# [Your task]
Look through the data below, tally the lines where "Target" occurs, and write the total alone.

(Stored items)
+ + + +

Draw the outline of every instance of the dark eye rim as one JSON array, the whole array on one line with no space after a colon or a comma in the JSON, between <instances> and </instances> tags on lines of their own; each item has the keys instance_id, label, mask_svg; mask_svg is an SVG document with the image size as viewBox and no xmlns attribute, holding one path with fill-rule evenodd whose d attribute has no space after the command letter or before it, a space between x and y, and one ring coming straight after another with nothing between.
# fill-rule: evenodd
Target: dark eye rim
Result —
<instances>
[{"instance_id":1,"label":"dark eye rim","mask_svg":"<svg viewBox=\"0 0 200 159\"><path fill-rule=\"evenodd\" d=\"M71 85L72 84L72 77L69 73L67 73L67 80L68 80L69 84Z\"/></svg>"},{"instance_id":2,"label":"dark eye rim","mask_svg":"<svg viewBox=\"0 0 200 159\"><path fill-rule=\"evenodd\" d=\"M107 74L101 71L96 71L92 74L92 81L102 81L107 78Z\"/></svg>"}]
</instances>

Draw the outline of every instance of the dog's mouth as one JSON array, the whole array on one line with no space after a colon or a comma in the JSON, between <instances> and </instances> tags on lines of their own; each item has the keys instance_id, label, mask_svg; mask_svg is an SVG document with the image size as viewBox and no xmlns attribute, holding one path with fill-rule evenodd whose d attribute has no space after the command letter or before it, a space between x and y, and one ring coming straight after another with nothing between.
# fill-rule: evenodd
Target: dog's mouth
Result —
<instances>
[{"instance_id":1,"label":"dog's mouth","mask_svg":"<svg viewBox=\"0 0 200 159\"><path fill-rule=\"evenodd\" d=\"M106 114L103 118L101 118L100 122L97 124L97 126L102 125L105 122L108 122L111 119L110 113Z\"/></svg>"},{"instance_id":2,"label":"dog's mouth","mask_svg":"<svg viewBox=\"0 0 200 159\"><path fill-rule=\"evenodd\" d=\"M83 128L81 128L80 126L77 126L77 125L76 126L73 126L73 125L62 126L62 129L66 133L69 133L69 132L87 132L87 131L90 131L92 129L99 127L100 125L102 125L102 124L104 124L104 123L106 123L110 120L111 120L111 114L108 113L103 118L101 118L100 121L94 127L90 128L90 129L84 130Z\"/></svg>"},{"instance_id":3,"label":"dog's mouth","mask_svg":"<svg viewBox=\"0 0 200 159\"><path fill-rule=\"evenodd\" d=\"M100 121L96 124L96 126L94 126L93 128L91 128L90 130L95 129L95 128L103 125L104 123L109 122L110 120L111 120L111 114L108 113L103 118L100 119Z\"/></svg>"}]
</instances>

+ + + +

# [Response area]
2